===== DATA =====

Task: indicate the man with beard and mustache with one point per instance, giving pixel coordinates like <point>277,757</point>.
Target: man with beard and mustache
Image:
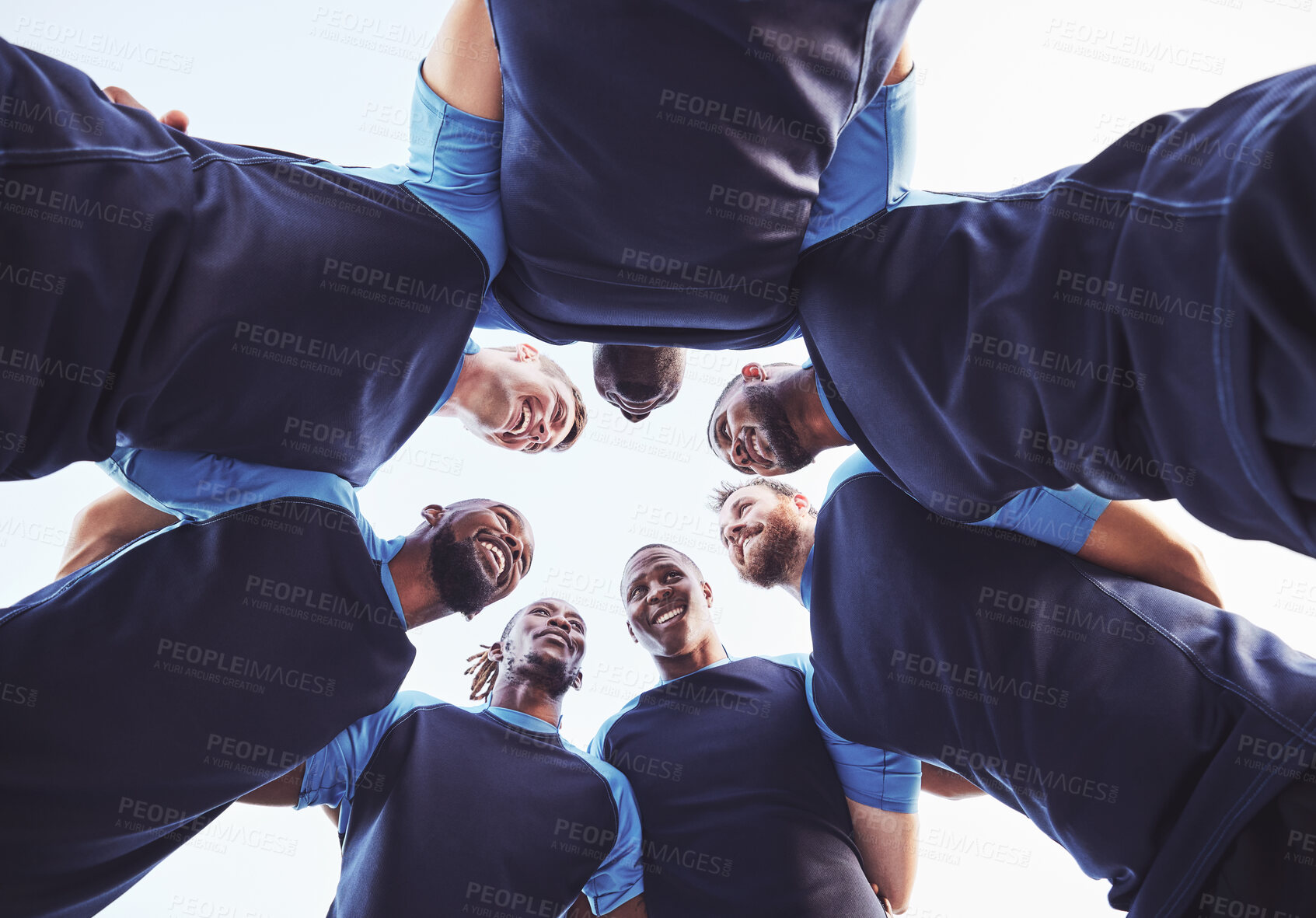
<point>446,809</point>
<point>774,418</point>
<point>201,661</point>
<point>737,775</point>
<point>1169,746</point>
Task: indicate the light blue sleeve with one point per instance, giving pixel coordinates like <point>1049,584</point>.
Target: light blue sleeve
<point>1059,518</point>
<point>197,486</point>
<point>620,878</point>
<point>874,777</point>
<point>332,773</point>
<point>871,166</point>
<point>453,166</point>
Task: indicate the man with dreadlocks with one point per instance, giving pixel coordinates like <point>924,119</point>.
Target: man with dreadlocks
<point>750,804</point>
<point>407,846</point>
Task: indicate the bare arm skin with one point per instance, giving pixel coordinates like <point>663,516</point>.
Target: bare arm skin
<point>902,68</point>
<point>1129,538</point>
<point>108,522</point>
<point>888,847</point>
<point>463,64</point>
<point>948,784</point>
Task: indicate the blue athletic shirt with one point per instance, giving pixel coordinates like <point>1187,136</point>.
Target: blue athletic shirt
<point>850,190</point>
<point>333,773</point>
<point>453,166</point>
<point>197,486</point>
<point>1059,518</point>
<point>870,777</point>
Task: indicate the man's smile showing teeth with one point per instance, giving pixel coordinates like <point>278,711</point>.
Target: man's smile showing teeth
<point>497,554</point>
<point>525,420</point>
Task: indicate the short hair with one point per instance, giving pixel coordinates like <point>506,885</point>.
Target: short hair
<point>665,547</point>
<point>724,490</point>
<point>582,417</point>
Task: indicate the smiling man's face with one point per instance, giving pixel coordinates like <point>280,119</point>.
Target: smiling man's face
<point>480,553</point>
<point>749,427</point>
<point>668,608</point>
<point>761,532</point>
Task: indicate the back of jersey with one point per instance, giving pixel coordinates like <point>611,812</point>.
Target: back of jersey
<point>459,813</point>
<point>742,805</point>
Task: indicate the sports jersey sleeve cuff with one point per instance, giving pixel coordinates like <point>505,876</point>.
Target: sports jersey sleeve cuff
<point>1087,508</point>
<point>899,794</point>
<point>607,902</point>
<point>470,145</point>
<point>316,784</point>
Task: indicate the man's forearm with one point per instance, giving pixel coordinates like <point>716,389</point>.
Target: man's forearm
<point>106,524</point>
<point>1129,538</point>
<point>463,65</point>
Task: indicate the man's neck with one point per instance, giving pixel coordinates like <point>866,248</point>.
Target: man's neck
<point>416,592</point>
<point>704,654</point>
<point>471,380</point>
<point>793,583</point>
<point>807,416</point>
<point>528,700</point>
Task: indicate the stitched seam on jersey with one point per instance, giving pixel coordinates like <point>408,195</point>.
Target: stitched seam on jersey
<point>74,155</point>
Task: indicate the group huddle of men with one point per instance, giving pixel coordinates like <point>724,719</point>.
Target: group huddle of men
<point>990,613</point>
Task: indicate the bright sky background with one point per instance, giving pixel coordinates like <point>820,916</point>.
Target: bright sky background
<point>1007,92</point>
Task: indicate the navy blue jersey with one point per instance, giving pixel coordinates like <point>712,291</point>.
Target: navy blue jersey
<point>662,158</point>
<point>449,811</point>
<point>740,800</point>
<point>178,294</point>
<point>170,679</point>
<point>1141,325</point>
<point>1139,728</point>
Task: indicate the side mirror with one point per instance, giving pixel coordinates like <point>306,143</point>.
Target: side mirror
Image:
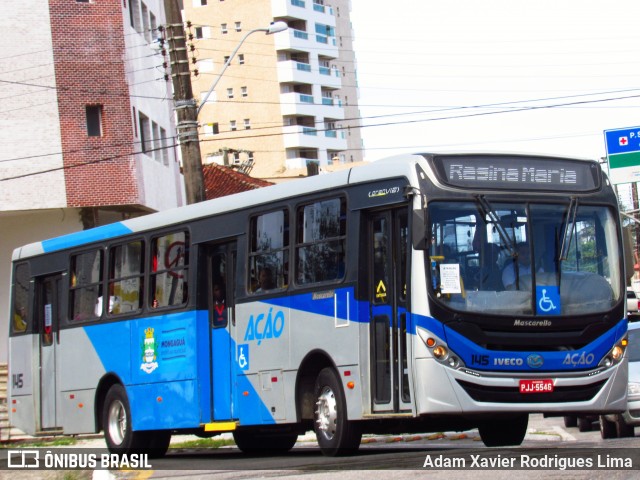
<point>627,247</point>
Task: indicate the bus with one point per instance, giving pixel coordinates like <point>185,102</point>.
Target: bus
<point>420,293</point>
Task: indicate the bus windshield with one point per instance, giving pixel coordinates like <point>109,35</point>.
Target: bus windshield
<point>524,258</point>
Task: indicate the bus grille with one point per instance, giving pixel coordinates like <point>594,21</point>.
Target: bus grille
<point>483,393</point>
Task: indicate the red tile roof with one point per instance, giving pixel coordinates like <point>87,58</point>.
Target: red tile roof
<point>220,181</point>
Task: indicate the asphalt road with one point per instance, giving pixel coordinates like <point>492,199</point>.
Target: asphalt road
<point>549,451</point>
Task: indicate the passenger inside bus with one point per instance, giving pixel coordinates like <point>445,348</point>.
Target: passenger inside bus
<point>265,280</point>
<point>219,307</point>
<point>19,319</point>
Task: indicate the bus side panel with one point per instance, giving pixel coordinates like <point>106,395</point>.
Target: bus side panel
<point>22,414</point>
<point>275,335</point>
<point>80,369</point>
<point>164,372</point>
<point>166,405</point>
<point>157,360</point>
<point>261,347</point>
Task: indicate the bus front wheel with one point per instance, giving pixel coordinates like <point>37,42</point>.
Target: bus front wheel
<point>504,432</point>
<point>116,421</point>
<point>335,433</point>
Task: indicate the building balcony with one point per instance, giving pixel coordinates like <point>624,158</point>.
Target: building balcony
<point>297,136</point>
<point>292,71</point>
<point>307,41</point>
<point>303,9</point>
<point>293,103</point>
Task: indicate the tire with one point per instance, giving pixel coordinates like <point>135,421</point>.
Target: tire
<point>622,429</point>
<point>570,421</point>
<point>264,444</point>
<point>336,434</point>
<point>116,421</point>
<point>585,424</point>
<point>607,428</point>
<point>504,432</point>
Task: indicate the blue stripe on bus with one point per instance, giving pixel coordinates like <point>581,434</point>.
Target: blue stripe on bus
<point>165,364</point>
<point>86,236</point>
<point>586,358</point>
<point>478,358</point>
<point>324,304</point>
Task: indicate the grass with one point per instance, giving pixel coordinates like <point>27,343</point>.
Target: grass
<point>204,443</point>
<point>55,442</point>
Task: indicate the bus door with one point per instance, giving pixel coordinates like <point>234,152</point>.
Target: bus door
<point>387,259</point>
<point>48,313</point>
<point>221,269</point>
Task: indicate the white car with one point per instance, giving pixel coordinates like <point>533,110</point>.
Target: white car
<point>622,424</point>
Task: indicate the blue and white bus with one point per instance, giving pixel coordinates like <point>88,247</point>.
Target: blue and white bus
<point>421,293</point>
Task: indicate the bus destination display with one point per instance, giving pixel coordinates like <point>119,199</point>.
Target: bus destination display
<point>520,173</point>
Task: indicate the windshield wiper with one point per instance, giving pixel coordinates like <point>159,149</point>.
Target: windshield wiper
<point>569,226</point>
<point>488,211</point>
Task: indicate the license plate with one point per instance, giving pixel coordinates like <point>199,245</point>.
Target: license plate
<point>536,386</point>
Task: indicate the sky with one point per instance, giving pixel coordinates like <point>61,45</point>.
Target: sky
<point>547,76</point>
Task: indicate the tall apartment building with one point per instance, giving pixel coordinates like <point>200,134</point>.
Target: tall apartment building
<point>86,121</point>
<point>286,99</point>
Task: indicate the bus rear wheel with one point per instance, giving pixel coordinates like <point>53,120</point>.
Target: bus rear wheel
<point>504,432</point>
<point>335,433</point>
<point>116,421</point>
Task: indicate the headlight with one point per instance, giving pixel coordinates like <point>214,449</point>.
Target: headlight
<point>439,349</point>
<point>615,354</point>
<point>633,389</point>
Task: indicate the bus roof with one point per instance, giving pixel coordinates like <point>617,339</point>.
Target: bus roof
<point>400,165</point>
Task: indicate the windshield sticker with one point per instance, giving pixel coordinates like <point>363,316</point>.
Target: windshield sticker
<point>450,278</point>
<point>547,300</point>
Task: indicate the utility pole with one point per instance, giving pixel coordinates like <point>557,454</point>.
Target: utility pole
<point>185,105</point>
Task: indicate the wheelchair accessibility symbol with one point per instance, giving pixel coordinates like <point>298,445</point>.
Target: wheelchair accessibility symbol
<point>547,300</point>
<point>243,356</point>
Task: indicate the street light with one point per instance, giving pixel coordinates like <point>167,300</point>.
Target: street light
<point>274,27</point>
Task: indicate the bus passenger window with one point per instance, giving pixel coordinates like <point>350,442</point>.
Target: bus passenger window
<point>320,241</point>
<point>169,273</point>
<point>86,286</point>
<point>269,256</point>
<point>126,270</point>
<point>20,299</point>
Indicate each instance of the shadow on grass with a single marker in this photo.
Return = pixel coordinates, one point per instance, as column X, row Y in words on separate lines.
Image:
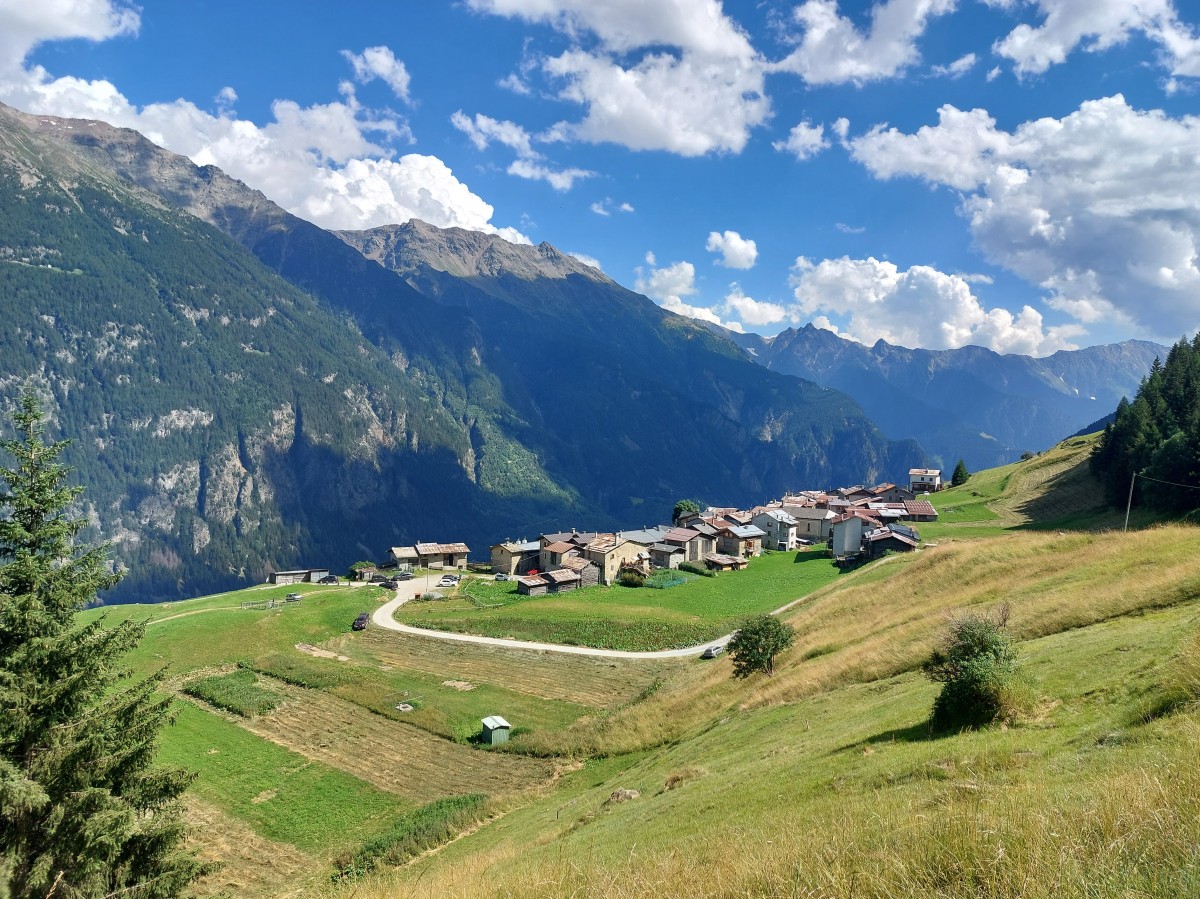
column 813, row 555
column 919, row 732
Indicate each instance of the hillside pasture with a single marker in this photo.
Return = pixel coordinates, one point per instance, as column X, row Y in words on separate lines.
column 594, row 683
column 281, row 795
column 395, row 757
column 825, row 780
column 447, row 705
column 636, row 618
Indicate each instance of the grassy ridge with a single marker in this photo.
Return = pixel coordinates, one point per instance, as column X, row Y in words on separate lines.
column 239, row 691
column 635, row 618
column 281, row 795
column 825, row 781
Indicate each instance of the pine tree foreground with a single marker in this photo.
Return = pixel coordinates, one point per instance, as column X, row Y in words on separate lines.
column 84, row 811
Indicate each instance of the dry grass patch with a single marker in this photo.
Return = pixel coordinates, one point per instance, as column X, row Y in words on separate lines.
column 1051, row 583
column 251, row 864
column 393, row 756
column 598, row 683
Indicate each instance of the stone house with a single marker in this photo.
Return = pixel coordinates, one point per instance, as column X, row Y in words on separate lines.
column 811, row 523
column 744, row 540
column 443, row 556
column 778, row 527
column 924, row 480
column 515, row 558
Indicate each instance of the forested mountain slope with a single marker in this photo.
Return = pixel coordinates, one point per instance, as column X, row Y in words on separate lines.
column 259, row 394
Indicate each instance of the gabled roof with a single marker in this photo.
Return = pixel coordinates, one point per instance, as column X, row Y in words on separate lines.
column 810, row 513
column 679, row 535
column 745, row 532
column 646, row 535
column 441, row 549
column 579, row 538
column 778, row 515
column 561, row 575
column 868, row 516
column 919, row 507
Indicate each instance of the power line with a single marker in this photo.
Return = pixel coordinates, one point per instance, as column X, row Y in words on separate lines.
column 1135, row 475
column 1186, row 486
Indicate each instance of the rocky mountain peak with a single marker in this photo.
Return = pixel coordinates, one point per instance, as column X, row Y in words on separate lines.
column 463, row 253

=====

THE TASK » For each line of the data that includes the word "mirror", return a copy of it.

RESULT »
Task: indicate the side mirror with one point per instance, giving pixel coordinates like <point>306,143</point>.
Target: side mirror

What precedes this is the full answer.